DATA SECTION >>
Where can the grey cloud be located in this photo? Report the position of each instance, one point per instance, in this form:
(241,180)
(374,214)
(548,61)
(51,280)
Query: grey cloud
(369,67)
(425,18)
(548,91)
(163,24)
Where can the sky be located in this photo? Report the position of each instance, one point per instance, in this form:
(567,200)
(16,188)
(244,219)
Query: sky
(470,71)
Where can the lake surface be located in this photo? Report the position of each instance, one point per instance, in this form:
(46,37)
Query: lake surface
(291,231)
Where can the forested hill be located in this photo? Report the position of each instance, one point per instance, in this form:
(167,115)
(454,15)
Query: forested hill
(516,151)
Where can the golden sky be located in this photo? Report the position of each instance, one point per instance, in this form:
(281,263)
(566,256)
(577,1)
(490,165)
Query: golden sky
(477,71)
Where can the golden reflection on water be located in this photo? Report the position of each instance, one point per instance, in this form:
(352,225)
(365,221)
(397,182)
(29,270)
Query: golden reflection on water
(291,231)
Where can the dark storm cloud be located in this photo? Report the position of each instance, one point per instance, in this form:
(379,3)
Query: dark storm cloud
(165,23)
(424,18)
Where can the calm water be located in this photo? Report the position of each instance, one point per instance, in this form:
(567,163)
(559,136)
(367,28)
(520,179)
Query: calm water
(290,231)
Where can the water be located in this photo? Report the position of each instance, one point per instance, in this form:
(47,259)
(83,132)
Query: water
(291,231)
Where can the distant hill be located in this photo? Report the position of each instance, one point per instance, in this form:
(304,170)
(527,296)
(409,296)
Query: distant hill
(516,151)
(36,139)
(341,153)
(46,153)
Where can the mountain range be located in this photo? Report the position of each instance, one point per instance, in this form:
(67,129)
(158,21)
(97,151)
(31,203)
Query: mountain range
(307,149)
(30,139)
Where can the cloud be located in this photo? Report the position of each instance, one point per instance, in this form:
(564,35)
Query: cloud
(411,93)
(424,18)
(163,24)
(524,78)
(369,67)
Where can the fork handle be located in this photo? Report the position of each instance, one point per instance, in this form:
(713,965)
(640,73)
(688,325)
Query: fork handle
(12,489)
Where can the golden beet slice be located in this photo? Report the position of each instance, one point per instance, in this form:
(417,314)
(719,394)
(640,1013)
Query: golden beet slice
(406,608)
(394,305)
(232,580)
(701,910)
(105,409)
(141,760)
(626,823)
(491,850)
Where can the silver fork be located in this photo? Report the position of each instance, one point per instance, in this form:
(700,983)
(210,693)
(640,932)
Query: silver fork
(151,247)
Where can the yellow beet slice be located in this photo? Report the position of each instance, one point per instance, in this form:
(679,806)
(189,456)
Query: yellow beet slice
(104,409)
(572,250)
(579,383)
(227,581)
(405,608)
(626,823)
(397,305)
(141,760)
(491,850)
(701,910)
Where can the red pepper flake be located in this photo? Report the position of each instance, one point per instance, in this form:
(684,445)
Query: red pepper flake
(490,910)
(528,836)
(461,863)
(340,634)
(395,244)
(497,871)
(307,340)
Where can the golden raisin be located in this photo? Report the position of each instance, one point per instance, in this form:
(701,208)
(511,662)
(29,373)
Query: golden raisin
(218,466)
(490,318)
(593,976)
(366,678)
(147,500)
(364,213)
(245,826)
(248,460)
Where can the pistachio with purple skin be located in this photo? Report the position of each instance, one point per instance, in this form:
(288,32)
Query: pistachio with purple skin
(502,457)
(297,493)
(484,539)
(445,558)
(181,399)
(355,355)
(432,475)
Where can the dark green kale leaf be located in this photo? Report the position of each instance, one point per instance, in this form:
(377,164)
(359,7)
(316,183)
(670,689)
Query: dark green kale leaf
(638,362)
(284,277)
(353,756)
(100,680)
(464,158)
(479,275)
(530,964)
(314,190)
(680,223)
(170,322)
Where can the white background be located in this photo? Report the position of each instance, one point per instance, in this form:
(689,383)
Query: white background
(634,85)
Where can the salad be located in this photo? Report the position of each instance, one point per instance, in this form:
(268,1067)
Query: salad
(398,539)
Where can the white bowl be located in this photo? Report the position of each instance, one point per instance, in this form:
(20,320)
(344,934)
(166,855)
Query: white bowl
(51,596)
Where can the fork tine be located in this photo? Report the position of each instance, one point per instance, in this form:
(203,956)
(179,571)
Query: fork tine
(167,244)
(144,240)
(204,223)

TASK DETAILS >> Transcribe the records above exactly.

WRITTEN ANSWER >>
Where can the grey cloud be located in this photo? Report the position of each instance, one point per instance, in this form:
(241,180)
(374,214)
(548,61)
(51,280)
Query: grey cloud
(369,67)
(425,18)
(548,91)
(163,24)
Where can the sky be located in this photo? Report the position of each instance, one point per instance, in this form:
(567,200)
(16,188)
(244,219)
Query: sky
(470,71)
Where can the lake surface be located in this photo? Report the position of each instance, one point per instance, in this form:
(46,37)
Query: lake surface
(291,231)
Where can the forested hill be located in this photo? Report the position of each instance, one point per instance, in this form:
(167,115)
(454,15)
Query: forested hill
(516,151)
Where can the golden sky be located in this photo? Report the position of each instance, one point per instance, in this form:
(281,263)
(566,256)
(577,1)
(490,165)
Query: golden sky
(477,71)
Where can the golden reflection on water be located in this photo? Report the position of each instance, one point per instance, in this form:
(352,225)
(365,221)
(397,182)
(29,270)
Query: golden reflection on water
(291,231)
Where can the dark storm cloud be located in this photo? Report the position of each instance, one point per instance, in this form:
(379,3)
Query: dark storm cloud
(165,23)
(424,18)
Where can the calm water be located in this photo? Report the position of each instance, one point per instance, in this form:
(567,163)
(559,136)
(367,28)
(520,179)
Query: calm water
(290,231)
Where can the water be located in this photo? Report the position of each instance, one point per instance, in this form:
(47,259)
(83,132)
Query: water
(291,231)
Where can the distant hill be located in this photo? Report the position of each instance, one point per instance, in this form:
(304,170)
(527,296)
(409,296)
Query: distant hill
(516,151)
(36,139)
(341,153)
(46,153)
Where can the mountain range be located in this photo? Report the position of each instance, one point per instance, in this form:
(67,129)
(158,21)
(97,151)
(31,203)
Query: mountain range
(307,149)
(30,139)
Where can the cloud be located in this photo? Report the position of each instance, one point per instance, in this form:
(564,35)
Query: cloud
(411,93)
(424,18)
(163,24)
(524,78)
(369,67)
Where can the fork handle be located in this photo? Report the position of each instance, one point per instance, in this form:
(713,965)
(640,73)
(688,325)
Query: fork handle
(12,489)
Where can the golden beet slice be located in this photo? Report the position of each instance, one point per instance, in this form:
(417,314)
(719,394)
(640,1013)
Query: golden beet slice
(406,608)
(394,305)
(232,580)
(701,910)
(105,409)
(141,760)
(626,823)
(491,850)
Where can the silver fork be located in this photo? Report the position of each instance, one point per instance, in this form:
(700,983)
(210,693)
(640,932)
Query: silver fork
(151,247)
Where can the yellow beet slice be located in this photo? Report the position of each instance, one point per instance, in this form:
(679,806)
(189,456)
Query: yellow beet slice
(104,409)
(572,250)
(579,383)
(227,581)
(405,608)
(626,823)
(397,305)
(141,760)
(491,850)
(701,910)
Where can the red pepper flake be located in this photo? Report the position of each instance, one point per instance, in this form:
(684,445)
Query: red pepper flake
(490,910)
(528,836)
(461,863)
(340,634)
(395,244)
(497,871)
(307,340)
Where can the golden raisin be located in this photo? Report the position of each instance, one point per instance, in this form:
(701,208)
(511,662)
(29,373)
Query: golden raisin
(218,466)
(490,318)
(593,976)
(366,678)
(147,500)
(364,213)
(245,826)
(248,460)
Where can the pistachio with purple skin be located in this photo? Report the position of each instance, one point per instance, in this form:
(288,32)
Query: pistachio with purple skin
(502,457)
(297,493)
(484,539)
(445,558)
(181,399)
(355,355)
(432,475)
Where can the dark green kale leaf be located in this photo? Report the position of each instance, one point per instance, in this form:
(377,164)
(359,7)
(316,183)
(670,689)
Query: dark green kale leaf
(638,362)
(284,277)
(353,756)
(100,680)
(464,158)
(479,275)
(530,964)
(314,190)
(680,223)
(170,322)
Where can the white background be located in this photo? Report the position of each instance, one point per instance, in this form:
(689,383)
Query: white background
(634,85)
Where can the salad be located in this photo? Report the position of each instance, one point per instance, in this form:
(268,1067)
Query: salad
(398,539)
Where can the white bowl be located in this photo? Report the position of each instance, one point per instance, in this form:
(20,320)
(344,934)
(166,855)
Query: white bowl
(51,596)
Where can the fork tine be located in this photo? Report the position of each instance, one point per instance, in this form:
(203,956)
(179,571)
Query: fork tine
(167,244)
(144,240)
(204,223)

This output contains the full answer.